Rewrite the data below with every "Pick out" changed to "Mark", keeping everything else the same.

* [DATA EXCERPTS]
________________________________________
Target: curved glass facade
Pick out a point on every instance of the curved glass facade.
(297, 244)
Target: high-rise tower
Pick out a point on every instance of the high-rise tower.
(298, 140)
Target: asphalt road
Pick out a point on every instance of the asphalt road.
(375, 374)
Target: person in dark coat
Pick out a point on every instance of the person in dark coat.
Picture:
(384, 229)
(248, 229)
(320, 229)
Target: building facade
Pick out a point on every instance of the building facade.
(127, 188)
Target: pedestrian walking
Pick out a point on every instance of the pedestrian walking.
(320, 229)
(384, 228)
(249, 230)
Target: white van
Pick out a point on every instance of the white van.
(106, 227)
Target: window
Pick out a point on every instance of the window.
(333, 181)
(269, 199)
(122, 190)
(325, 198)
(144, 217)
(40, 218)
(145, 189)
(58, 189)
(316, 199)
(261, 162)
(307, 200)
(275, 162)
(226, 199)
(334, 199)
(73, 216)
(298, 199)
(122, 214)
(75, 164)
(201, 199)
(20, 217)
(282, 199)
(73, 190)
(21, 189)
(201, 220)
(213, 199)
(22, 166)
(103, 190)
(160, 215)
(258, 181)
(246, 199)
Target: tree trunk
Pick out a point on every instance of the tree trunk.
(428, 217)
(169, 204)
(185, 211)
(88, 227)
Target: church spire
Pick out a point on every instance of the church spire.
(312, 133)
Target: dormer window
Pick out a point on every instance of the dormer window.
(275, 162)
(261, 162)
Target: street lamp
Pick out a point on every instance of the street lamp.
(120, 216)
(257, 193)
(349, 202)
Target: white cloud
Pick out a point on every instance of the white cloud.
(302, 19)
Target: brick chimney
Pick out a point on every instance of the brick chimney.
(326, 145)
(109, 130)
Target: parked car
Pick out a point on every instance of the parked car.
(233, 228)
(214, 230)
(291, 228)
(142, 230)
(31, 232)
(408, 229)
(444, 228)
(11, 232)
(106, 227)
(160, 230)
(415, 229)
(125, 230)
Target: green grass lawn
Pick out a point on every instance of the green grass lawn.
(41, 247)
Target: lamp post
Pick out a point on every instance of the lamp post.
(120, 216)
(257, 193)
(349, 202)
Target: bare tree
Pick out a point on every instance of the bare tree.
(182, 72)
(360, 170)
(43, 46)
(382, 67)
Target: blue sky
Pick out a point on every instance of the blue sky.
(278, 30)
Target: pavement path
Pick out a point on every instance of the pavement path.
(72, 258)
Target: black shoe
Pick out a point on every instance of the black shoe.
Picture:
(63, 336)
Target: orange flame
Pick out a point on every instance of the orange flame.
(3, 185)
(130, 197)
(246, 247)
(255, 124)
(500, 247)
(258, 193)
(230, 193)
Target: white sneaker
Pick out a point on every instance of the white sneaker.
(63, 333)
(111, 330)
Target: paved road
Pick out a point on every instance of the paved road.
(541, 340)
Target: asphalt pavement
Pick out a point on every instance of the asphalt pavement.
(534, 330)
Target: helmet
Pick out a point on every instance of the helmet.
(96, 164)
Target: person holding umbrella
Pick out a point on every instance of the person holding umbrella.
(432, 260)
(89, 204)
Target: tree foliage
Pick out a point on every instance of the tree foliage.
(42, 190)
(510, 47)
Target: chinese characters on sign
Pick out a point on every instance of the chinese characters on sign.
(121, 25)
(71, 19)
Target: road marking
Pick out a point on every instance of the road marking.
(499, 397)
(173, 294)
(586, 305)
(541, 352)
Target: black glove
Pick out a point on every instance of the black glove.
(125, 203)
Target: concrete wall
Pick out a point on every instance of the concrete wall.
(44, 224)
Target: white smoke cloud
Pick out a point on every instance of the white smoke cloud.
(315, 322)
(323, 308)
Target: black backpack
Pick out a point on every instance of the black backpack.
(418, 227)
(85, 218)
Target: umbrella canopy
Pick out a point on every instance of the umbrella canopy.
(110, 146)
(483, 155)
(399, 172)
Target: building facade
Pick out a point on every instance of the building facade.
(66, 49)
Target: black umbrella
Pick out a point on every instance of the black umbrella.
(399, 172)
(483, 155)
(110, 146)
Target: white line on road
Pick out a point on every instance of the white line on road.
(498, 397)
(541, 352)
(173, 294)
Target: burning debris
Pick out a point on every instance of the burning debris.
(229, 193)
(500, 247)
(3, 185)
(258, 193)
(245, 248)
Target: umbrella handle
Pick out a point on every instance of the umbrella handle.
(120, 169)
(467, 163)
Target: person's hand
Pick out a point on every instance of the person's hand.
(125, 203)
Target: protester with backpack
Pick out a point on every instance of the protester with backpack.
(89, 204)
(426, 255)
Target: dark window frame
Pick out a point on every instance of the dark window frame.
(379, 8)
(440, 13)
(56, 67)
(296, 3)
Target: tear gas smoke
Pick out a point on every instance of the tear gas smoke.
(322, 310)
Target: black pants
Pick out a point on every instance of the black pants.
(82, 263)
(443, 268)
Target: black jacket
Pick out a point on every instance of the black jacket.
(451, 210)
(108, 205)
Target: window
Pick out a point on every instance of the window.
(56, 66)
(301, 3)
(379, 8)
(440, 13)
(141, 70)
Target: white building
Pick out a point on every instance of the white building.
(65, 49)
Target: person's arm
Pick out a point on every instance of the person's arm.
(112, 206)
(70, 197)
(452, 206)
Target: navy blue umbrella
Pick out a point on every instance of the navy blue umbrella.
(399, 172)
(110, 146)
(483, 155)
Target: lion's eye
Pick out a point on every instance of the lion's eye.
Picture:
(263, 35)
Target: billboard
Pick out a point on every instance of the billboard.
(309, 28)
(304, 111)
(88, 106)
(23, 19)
________________________________________
* [RESULT OF THE TASK]
Target: curved glass facade
Mark a point on every instance of the curved glass facade.
(297, 244)
Target: high-rise tower
Mark a point on every instance of the high-rise tower.
(298, 140)
Target: asphalt road
Mark a point on every instance of the asphalt road.
(375, 374)
Target: person in dark coat
Mark a point on every instance of the person in dark coat.
Picture:
(384, 229)
(248, 229)
(320, 229)
Target: building facade
Mark a point on every instance of the building facade.
(127, 188)
Target: pedestrian walking
Mark a point on every instance of the pedestrian walking.
(320, 229)
(384, 228)
(249, 230)
Target: white van
Mark a point on every instance of the white van.
(106, 227)
Target: window
Mark a point on every instance of the window.
(333, 181)
(269, 199)
(122, 190)
(325, 198)
(144, 217)
(40, 218)
(145, 189)
(58, 189)
(316, 199)
(261, 162)
(307, 200)
(275, 162)
(226, 199)
(334, 199)
(73, 216)
(298, 199)
(122, 214)
(75, 164)
(201, 199)
(20, 217)
(282, 199)
(73, 190)
(21, 189)
(201, 220)
(213, 199)
(22, 166)
(103, 190)
(160, 215)
(258, 181)
(246, 199)
Target: tree trunk
Mark a point on every instance of the tree trunk.
(428, 217)
(169, 204)
(185, 211)
(88, 227)
Target: church spire
Mark a point on every instance of the church spire.
(312, 133)
Target: dormer window
Mark a point on every instance of the dormer window.
(275, 162)
(261, 162)
Target: street lamp
Mark a point on every instance of the street lamp.
(120, 216)
(257, 193)
(349, 202)
Target: white cloud
Mark a point on every instance of the white cloud.
(302, 19)
Target: brick chimney
Mark a point on every instance of the brick chimney.
(326, 145)
(109, 130)
Target: parked car
Mark a point on every instance of the parked car.
(233, 228)
(214, 230)
(291, 228)
(142, 230)
(31, 232)
(408, 229)
(444, 228)
(11, 232)
(106, 227)
(160, 230)
(415, 229)
(125, 230)
Target: green grass lawn
Mark a point on every instance of the green grass lawn.
(41, 247)
Target: lamp post
Mark a point on every instance of the lamp post.
(120, 216)
(257, 193)
(349, 202)
Target: bare tree
Mark a point on every instance of the bare tree.
(182, 72)
(360, 170)
(43, 46)
(382, 67)
Target: blue sky
Mark a point on every instance of the blue sky.
(278, 30)
Target: pavement path
Mark a point on every instance of the pavement path.
(72, 258)
Target: black shoe
Mark a point on every instance of the black shoe.
Picture:
(63, 336)
Target: orange flame
Mark a point on every instance of the orange flame.
(3, 185)
(130, 197)
(246, 247)
(255, 124)
(500, 247)
(258, 193)
(230, 193)
Target: white sneaker
Mark a point on every instance of the white sneaker.
(63, 333)
(111, 330)
Target: paved road
Mark a point on every instance of the paved road.
(541, 340)
Target: asphalt pavement
Mark a point on every instance of the asphalt pavement.
(534, 330)
Target: helmet
Mark a point on every instance of the helmet.
(96, 164)
Target: person holding umbrella
Mark a point on every instance of the person holding umbrella.
(432, 260)
(89, 204)
Target: tree foliage
Mark a point on every instance of the tree foliage.
(42, 190)
(510, 47)
Target: chinese characters on sign
Mark a point on every instance of the chinese characters on sign.
(121, 25)
(71, 19)
Target: road marking
Mark a point on every instance of the road marking.
(499, 397)
(173, 294)
(586, 305)
(541, 352)
Target: black glove
Mark a point on every instance of the black glove.
(125, 203)
Target: concrete wall
Mark a point on every instance of the concrete wall.
(44, 224)
Target: white smoke cloud
Mark a point on every instance of the white smoke cloud.
(315, 322)
(323, 308)
Target: black backpack
Mark a point on every instance of the black backpack.
(418, 227)
(85, 218)
Target: umbrella canopy
Mark a point on every instance of the umbrella canopy.
(110, 146)
(483, 155)
(399, 172)
Target: building facade
Mark a point on every instance of the building facade.
(66, 49)
Target: black umbrella
Mark a point on every instance of the black umbrella.
(399, 172)
(483, 155)
(110, 146)
Target: white line on road
Mark a point on every instance of the white line on road.
(498, 397)
(541, 352)
(173, 294)
Target: burning debris
Mark a point on every instance of the burning debris.
(229, 193)
(500, 247)
(3, 185)
(258, 193)
(245, 248)
Target: umbrella handle
Mark a point on every instance of the umbrella handle.
(120, 169)
(467, 163)
Target: person's hand
Mark a point on every instance of the person's hand.
(125, 203)
Target: protester with backpack
Mark a point on every instance of the protester with backpack.
(89, 204)
(426, 255)
Target: dark window frame
Mark a point on every instance of the dark window frame.
(379, 8)
(440, 13)
(56, 67)
(296, 3)
Target: tear gas smoke
Mark a point on every instance of the tear gas smoke.
(322, 310)
Target: black pants
Mark a point on every instance of the black pants.
(82, 263)
(443, 268)
Target: black jacket
Mark a point on every instance of the black jacket.
(451, 210)
(108, 205)
Target: window
Mark a point on every instance of the window.
(56, 66)
(301, 3)
(379, 8)
(440, 13)
(141, 70)
Target: white building
Mark a point on every instance of the white building.
(65, 49)
Target: person's arm
Mark a point on every instance of the person's arm.
(112, 206)
(70, 197)
(452, 206)
Target: navy blue umbrella
Mark a point on every instance of the navy blue umbrella.
(399, 172)
(110, 146)
(483, 155)
Target: lion's eye
Mark a point on every instance of the lion's eye.
Picture:
(263, 35)
Target: billboard
Mark a point on every instance of the billboard.
(309, 28)
(304, 111)
(88, 106)
(23, 19)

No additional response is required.